### RECORDS FOR THIS TASK ###
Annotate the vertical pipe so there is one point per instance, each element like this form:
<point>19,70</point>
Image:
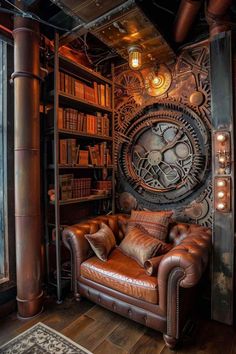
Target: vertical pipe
<point>113,137</point>
<point>27,167</point>
<point>56,170</point>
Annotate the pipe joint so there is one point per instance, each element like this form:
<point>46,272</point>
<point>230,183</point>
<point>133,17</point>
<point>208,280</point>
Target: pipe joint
<point>25,74</point>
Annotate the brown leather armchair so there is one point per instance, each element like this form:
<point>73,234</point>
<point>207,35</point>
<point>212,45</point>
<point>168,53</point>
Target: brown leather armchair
<point>160,302</point>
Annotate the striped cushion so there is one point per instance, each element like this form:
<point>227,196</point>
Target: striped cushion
<point>155,222</point>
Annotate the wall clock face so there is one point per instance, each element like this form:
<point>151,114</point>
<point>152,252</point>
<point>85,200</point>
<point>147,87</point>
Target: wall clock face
<point>165,158</point>
<point>157,82</point>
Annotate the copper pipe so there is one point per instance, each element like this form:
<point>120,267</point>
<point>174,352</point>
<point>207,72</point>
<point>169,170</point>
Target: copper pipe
<point>217,16</point>
<point>186,15</point>
<point>27,167</point>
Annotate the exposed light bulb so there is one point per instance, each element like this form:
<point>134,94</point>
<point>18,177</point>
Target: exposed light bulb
<point>222,159</point>
<point>221,206</point>
<point>221,137</point>
<point>135,57</point>
<point>220,194</point>
<point>221,183</point>
<point>156,80</point>
<point>135,63</point>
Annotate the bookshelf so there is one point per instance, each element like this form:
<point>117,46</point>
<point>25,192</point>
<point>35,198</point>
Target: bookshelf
<point>78,159</point>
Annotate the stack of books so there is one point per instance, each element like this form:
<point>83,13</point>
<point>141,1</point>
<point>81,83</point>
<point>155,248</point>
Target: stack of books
<point>71,119</point>
<point>81,187</point>
<point>71,154</point>
<point>65,186</point>
<point>95,93</point>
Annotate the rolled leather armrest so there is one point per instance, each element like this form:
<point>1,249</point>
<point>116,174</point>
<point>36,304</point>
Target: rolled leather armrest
<point>184,264</point>
<point>152,264</point>
<point>74,240</point>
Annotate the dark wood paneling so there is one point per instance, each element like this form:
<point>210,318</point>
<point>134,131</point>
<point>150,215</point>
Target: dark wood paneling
<point>223,232</point>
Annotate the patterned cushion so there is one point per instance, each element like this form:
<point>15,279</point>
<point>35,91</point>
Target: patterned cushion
<point>102,241</point>
<point>141,246</point>
<point>155,222</point>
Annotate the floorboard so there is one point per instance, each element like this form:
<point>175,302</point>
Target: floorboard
<point>104,332</point>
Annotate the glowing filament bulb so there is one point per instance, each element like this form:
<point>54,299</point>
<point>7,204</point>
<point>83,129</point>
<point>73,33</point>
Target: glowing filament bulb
<point>221,183</point>
<point>222,159</point>
<point>220,194</point>
<point>221,206</point>
<point>221,137</point>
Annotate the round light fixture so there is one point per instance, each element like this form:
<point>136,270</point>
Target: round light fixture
<point>221,183</point>
<point>221,137</point>
<point>220,194</point>
<point>221,206</point>
<point>135,57</point>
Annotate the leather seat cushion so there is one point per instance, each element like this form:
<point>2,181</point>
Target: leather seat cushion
<point>123,274</point>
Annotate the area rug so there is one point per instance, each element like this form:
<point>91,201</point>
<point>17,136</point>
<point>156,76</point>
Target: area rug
<point>41,339</point>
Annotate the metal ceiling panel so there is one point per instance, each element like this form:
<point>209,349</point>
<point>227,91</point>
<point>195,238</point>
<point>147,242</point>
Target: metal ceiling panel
<point>88,10</point>
<point>132,27</point>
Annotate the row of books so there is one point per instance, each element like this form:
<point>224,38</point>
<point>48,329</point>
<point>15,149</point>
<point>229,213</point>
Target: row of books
<point>96,93</point>
<point>71,187</point>
<point>71,154</point>
<point>71,119</point>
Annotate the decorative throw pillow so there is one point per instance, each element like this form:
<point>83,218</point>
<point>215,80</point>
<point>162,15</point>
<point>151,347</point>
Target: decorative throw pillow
<point>141,246</point>
<point>155,222</point>
<point>151,265</point>
<point>123,223</point>
<point>102,241</point>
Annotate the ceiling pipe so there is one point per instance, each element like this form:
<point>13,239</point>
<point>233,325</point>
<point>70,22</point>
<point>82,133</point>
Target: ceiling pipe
<point>217,16</point>
<point>185,17</point>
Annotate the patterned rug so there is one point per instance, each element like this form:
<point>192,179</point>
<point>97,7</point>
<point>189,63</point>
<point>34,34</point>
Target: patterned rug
<point>41,339</point>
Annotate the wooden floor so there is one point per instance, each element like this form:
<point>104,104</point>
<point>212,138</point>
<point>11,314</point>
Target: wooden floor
<point>103,332</point>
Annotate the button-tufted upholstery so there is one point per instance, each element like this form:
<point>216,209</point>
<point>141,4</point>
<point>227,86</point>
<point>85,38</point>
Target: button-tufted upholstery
<point>121,284</point>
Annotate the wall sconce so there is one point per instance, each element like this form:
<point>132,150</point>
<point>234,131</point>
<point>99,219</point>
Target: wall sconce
<point>222,190</point>
<point>223,151</point>
<point>135,57</point>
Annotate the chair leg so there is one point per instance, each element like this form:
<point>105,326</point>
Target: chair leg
<point>171,342</point>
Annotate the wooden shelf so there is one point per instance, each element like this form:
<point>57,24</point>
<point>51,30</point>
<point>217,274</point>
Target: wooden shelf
<point>83,199</point>
<point>80,134</point>
<point>82,71</point>
<point>80,167</point>
<point>73,101</point>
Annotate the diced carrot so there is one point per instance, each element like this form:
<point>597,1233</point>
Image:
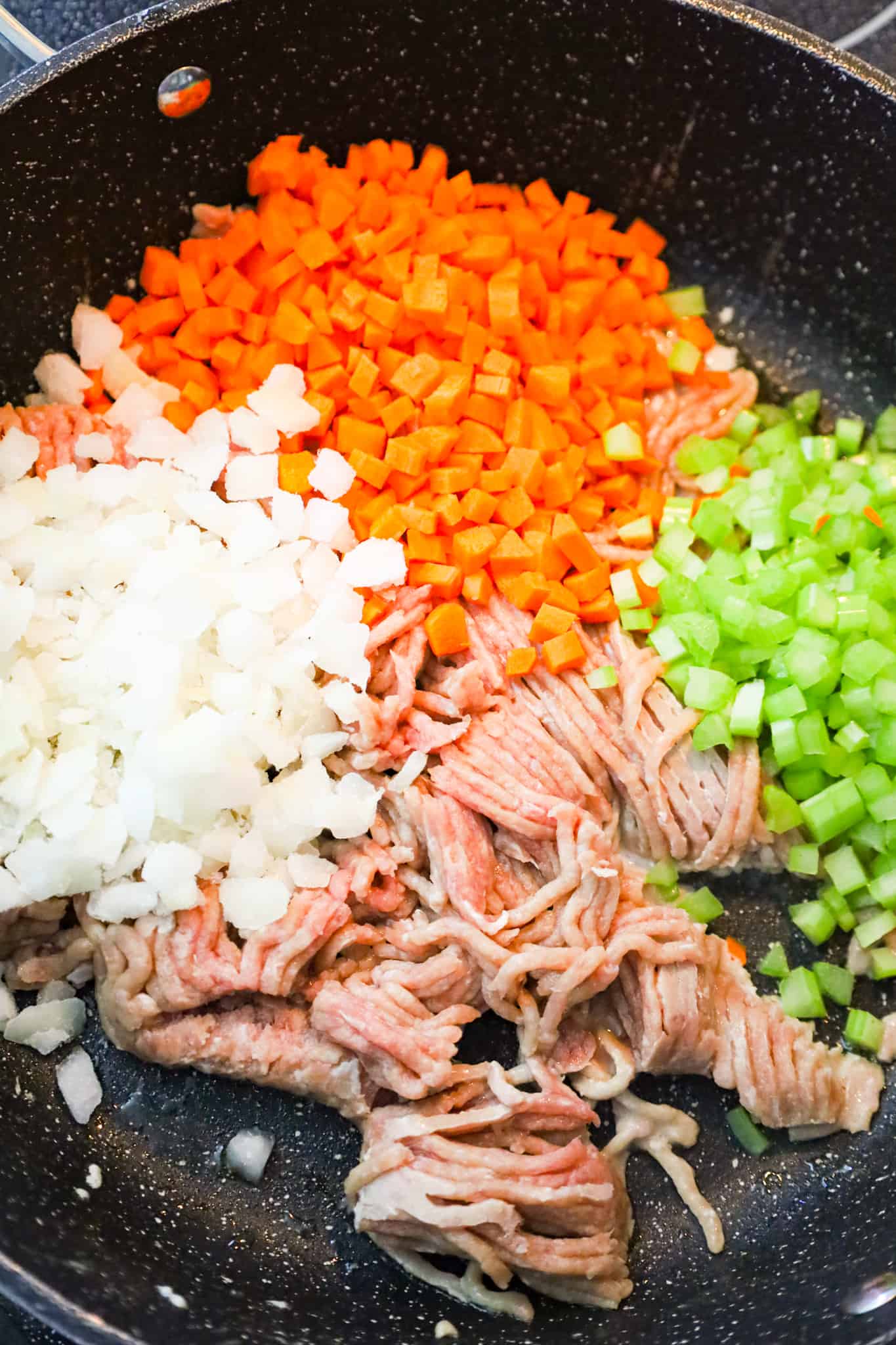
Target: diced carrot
<point>371,470</point>
<point>479,506</point>
<point>472,548</point>
<point>512,556</point>
<point>601,609</point>
<point>574,544</point>
<point>515,508</point>
<point>519,662</point>
<point>422,546</point>
<point>736,950</point>
<point>293,472</point>
<point>446,630</point>
<point>563,651</point>
<point>417,377</point>
<point>477,586</point>
<point>373,608</point>
<point>531,591</point>
<point>550,621</point>
<point>120,305</point>
<point>445,580</point>
<point>182,414</point>
<point>548,384</point>
<point>467,347</point>
<point>352,435</point>
<point>159,273</point>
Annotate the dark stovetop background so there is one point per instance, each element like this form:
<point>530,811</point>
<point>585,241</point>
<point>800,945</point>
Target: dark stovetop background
<point>60,22</point>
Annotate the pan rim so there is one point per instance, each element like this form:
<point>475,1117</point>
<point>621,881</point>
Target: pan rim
<point>156,16</point>
<point>19,1286</point>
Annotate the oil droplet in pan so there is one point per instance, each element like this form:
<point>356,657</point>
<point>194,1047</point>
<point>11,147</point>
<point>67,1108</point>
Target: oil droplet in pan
<point>184,92</point>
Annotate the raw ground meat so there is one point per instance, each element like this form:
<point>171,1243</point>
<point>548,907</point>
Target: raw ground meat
<point>507,877</point>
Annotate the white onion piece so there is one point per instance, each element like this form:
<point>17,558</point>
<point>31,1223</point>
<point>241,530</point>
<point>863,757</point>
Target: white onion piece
<point>55,990</point>
<point>79,1086</point>
<point>47,1026</point>
<point>9,1007</point>
<point>247,1153</point>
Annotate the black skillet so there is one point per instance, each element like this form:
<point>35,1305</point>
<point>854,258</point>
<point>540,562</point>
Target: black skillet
<point>770,160</point>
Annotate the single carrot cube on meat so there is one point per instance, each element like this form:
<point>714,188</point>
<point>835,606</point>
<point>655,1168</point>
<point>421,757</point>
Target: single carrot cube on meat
<point>563,651</point>
<point>446,630</point>
<point>519,662</point>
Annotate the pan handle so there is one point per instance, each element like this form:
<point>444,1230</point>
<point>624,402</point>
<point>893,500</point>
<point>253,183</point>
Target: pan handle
<point>23,43</point>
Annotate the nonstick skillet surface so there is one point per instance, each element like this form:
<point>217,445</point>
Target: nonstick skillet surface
<point>771,170</point>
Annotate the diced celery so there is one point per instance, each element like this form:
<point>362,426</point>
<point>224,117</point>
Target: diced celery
<point>883,808</point>
<point>676,677</point>
<point>687,303</point>
<point>884,694</point>
<point>667,643</point>
<point>744,427</point>
<point>708,689</point>
<point>812,734</point>
<point>844,870</point>
<point>672,546</point>
<point>805,407</point>
<point>876,929</point>
<point>785,705</point>
<point>816,920</point>
<point>662,875</point>
<point>883,963</point>
<point>746,1132</point>
<point>839,907</point>
<point>883,889</point>
<point>746,711</point>
<point>699,631</point>
<point>639,531</point>
<point>864,1030</point>
<point>870,834</point>
<point>676,510</point>
<point>802,782</point>
<point>712,732</point>
<point>622,444</point>
<point>680,595</point>
<point>712,522</point>
<point>819,449</point>
<point>859,703</point>
<point>652,573</point>
<point>836,982</point>
<point>833,810</point>
<point>703,455</point>
<point>775,962</point>
<point>625,591</point>
<point>785,741</point>
<point>778,436</point>
<point>702,906</point>
<point>885,430</point>
<point>885,741</point>
<point>803,858</point>
<point>817,607</point>
<point>602,678</point>
<point>691,565</point>
<point>853,612</point>
<point>849,433</point>
<point>807,665</point>
<point>636,619</point>
<point>769,413</point>
<point>684,357</point>
<point>801,996</point>
<point>852,738</point>
<point>865,659</point>
<point>782,813</point>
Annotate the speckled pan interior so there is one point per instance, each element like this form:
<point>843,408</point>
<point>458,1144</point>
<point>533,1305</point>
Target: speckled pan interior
<point>771,164</point>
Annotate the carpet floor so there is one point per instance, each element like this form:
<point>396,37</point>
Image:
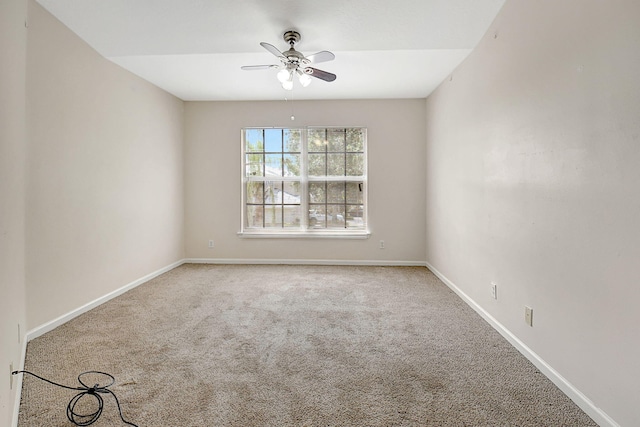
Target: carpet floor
<point>273,345</point>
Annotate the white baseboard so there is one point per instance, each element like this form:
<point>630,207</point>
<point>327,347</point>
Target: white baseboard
<point>49,326</point>
<point>18,383</point>
<point>304,262</point>
<point>567,388</point>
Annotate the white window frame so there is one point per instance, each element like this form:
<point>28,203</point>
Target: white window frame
<point>304,231</point>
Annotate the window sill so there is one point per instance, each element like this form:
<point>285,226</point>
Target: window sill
<point>356,234</point>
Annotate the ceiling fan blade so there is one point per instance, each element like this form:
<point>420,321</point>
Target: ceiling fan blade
<point>271,48</point>
<point>258,67</point>
<point>322,75</point>
<point>323,56</point>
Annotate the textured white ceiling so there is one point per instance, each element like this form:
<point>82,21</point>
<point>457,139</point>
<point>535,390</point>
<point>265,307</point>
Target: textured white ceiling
<point>194,48</point>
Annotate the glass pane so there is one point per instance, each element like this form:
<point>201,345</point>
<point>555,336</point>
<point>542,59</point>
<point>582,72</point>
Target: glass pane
<point>317,192</point>
<point>253,140</point>
<point>273,165</point>
<point>291,193</point>
<point>317,217</point>
<point>255,192</point>
<point>335,216</point>
<point>355,140</point>
<point>273,192</point>
<point>273,216</point>
<point>355,216</point>
<point>292,216</point>
<point>355,164</point>
<point>335,192</point>
<point>317,166</point>
<point>273,140</point>
<point>254,216</point>
<point>253,165</point>
<point>355,191</point>
<point>335,139</point>
<point>335,165</point>
<point>292,165</point>
<point>292,140</point>
<point>316,141</point>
###
| INSTRUCTIONS FOR THE TASK |
The entries above hold the needed span. Transcribe exactly the lines from the one with "<point>133,17</point>" to the one with "Annotate the striped", both included.

| RESPONSE |
<point>133,17</point>
<point>208,280</point>
Target: pipe joint
<point>25,74</point>
Annotate the brown leather armchair so there is one point per instance, each element like this form:
<point>73,234</point>
<point>207,35</point>
<point>212,45</point>
<point>168,53</point>
Target: brown leather armchair
<point>160,302</point>
Annotate the striped cushion so there is one point per instance, each element like this form:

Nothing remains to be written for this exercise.